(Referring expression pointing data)

****

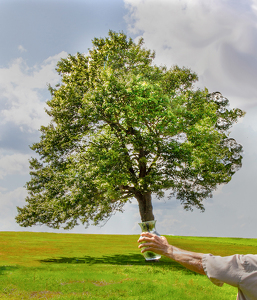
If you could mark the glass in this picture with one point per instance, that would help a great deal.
(149, 226)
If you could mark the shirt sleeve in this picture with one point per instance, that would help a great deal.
(222, 270)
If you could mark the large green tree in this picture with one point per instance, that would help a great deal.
(122, 128)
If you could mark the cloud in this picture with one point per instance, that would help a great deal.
(8, 203)
(21, 48)
(216, 39)
(21, 90)
(14, 164)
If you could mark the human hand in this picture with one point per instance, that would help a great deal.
(154, 243)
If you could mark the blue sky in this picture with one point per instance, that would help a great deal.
(216, 39)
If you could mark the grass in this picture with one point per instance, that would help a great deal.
(77, 266)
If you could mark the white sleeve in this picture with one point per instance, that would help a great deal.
(221, 270)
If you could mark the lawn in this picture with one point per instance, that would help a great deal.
(83, 266)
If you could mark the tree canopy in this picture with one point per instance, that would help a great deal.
(122, 128)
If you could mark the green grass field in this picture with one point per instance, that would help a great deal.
(82, 266)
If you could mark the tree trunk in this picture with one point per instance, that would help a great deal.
(145, 206)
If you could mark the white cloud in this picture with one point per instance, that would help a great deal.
(21, 48)
(21, 88)
(14, 164)
(216, 39)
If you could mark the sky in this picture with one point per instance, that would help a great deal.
(217, 39)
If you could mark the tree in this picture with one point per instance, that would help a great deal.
(122, 127)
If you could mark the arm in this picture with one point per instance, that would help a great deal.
(160, 245)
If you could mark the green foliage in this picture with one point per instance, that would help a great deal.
(123, 127)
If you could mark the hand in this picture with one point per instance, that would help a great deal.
(154, 243)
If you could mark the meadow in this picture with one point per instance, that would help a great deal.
(84, 266)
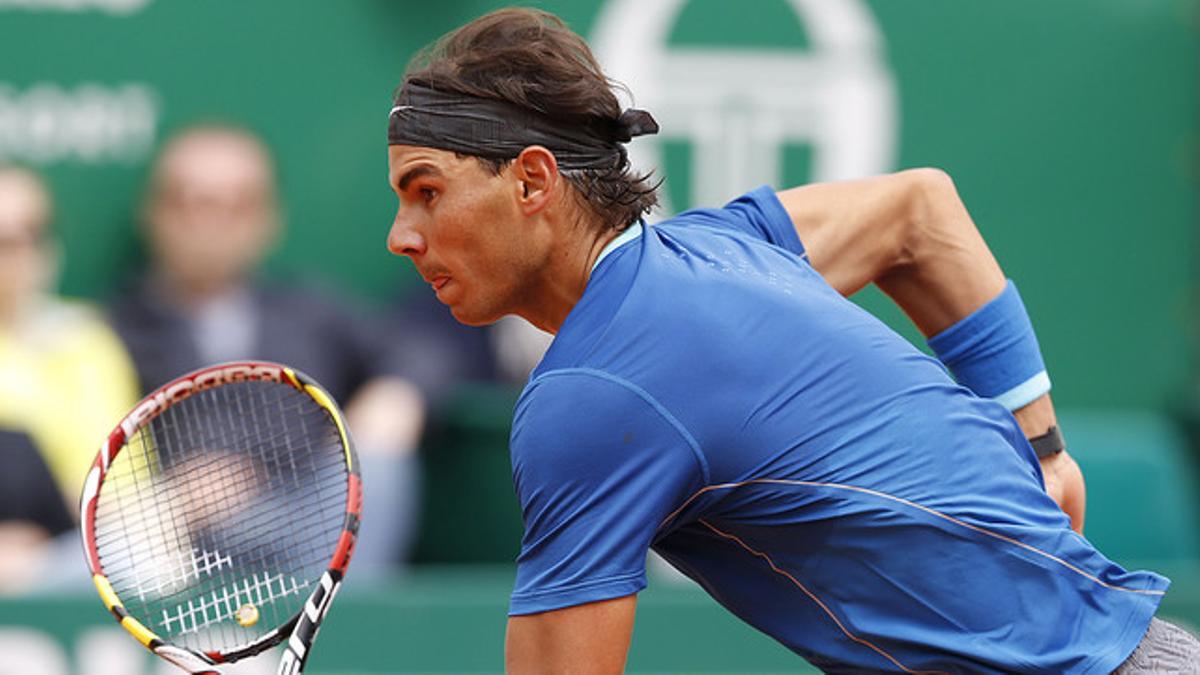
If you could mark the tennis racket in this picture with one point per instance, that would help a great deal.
(221, 514)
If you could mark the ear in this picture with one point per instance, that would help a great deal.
(537, 172)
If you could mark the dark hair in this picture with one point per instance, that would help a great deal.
(531, 59)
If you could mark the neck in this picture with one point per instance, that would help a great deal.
(567, 274)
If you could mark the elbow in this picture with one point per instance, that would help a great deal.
(930, 205)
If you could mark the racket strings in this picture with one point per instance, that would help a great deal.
(232, 497)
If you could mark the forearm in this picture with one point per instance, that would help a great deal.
(588, 639)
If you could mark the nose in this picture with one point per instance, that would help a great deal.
(403, 239)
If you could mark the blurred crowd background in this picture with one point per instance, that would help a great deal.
(189, 183)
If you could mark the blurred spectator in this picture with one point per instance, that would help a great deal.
(65, 381)
(210, 216)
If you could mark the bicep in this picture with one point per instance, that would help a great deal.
(585, 639)
(852, 230)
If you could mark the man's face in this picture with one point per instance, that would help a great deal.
(466, 233)
(213, 215)
(25, 263)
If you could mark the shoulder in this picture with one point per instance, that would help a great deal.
(592, 418)
(757, 214)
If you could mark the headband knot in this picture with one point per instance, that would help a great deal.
(498, 130)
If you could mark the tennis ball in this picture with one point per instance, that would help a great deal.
(247, 615)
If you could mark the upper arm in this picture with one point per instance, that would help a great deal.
(855, 230)
(585, 639)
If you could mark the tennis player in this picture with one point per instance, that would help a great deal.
(711, 394)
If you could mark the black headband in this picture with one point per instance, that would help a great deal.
(496, 130)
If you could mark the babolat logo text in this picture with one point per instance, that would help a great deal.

****

*YOUR OBJECTIVE:* Each record should be printed again precisely, though not its pictures.

*EXERCISE ANSWER:*
If you could mark the glass in this picture with one point per instance, that would help a great deal.
(149, 226)
If you could mark the shirt sleeve in this picture with one point per instance, that would help a great deal.
(222, 270)
If you could mark the large green tree in this picture with one point per instance, that would help a great deal.
(122, 128)
If you could mark the cloud in this picture with one point per instance, that would help a great deal.
(8, 203)
(21, 48)
(216, 39)
(21, 90)
(14, 164)
If you could mark the human hand in this picture with one point per instance, that would help a great deal.
(154, 243)
If you could mark the blue sky in this picture with one point per instance, that would help a great deal.
(216, 39)
If you could mark the grass in this picture with one point per instance, that would help a great deal.
(77, 266)
If you could mark the white sleeve in this picture with one point per instance, that would help a great deal.
(221, 270)
If you could mark the lawn in this picture with one point per instance, that would help a great deal.
(83, 266)
If you could mark the tree canopy in this picture with one point per instance, that would help a great deal.
(122, 128)
If you could mark the green grass field in this picture with one point per instance, that would help a great deal.
(82, 266)
If you could mark the tree trunk in this picture with one point per instance, that would help a great deal.
(145, 206)
If you could mark the white cloud in this picture with one point per instance, that would help a great deal.
(21, 48)
(21, 88)
(14, 164)
(216, 39)
If you could mark the sky in this picture with one point per instance, that would help a great deal.
(217, 39)
If you could mark the tree in this picture with one point per instance, that would help a great deal.
(122, 127)
If you could mark the arm in this picture with one point per instance, that would help a great deal.
(160, 245)
If you could mark the green foliage in this picture with one point per instance, that would help a great deal.
(123, 127)
If you could mark the hand in this picture with one point per instance, that would help a great deal.
(154, 243)
If you could mark the meadow in this picture with one point per instance, that would help a great deal.
(84, 266)
If you could mark the tennis racket in this picture with one point per instance, that would help a great deal.
(221, 514)
If you could mark the ear in this picture with one point per instance, that would help a great deal.
(537, 172)
If you could mark the dark hair in this picture with one point per instance, that would help a great deal.
(531, 59)
If you could mark the neck in this picture with one point per instance, that would help a great deal.
(567, 274)
If you could mark the elbow in this picture with one point per instance, that would help a great deal.
(930, 205)
If you could mark the racket strings in this picture with one point per instance, that would help a great deal.
(232, 497)
If you could mark the forearm in this picture with one point per instance, that would help a great deal.
(588, 639)
If you could mark the nose in this picture with one point per instance, that would help a great deal.
(403, 239)
If you could mark the blurred crowd background in this picture with one point per instance, that would help a great deal.
(189, 183)
If you could mark the blurred spectator in this picture with one point per instance, that would help a great deal.
(65, 381)
(210, 216)
If you could mark the bicep in this picture with one point per instance, that would help a great deal.
(585, 639)
(852, 230)
If you could mark the man's face in this picture with one point per instance, that would help a great deal.
(466, 233)
(213, 215)
(25, 263)
If you could mark the shoulder in this picture with one point per instance, that would help a great deal.
(592, 418)
(757, 214)
If you could mark the headband knot in this picture with one point per instance, that would help a great deal.
(498, 130)
If you could mark the tennis ball in this picture with one point per instance, that would help a great deal.
(247, 615)
If you could mark the upper arm in this picture with one point per instance, that would help a great deal.
(855, 230)
(585, 639)
If you could mark the tennis player in this picture with one point per instance, that would help a great deal.
(711, 394)
If you could mark the black headband in this picture with one point per instance, that would help a great deal.
(496, 130)
If you could mark the babolat logo text in this picture with one point per instance, that would help a great deal.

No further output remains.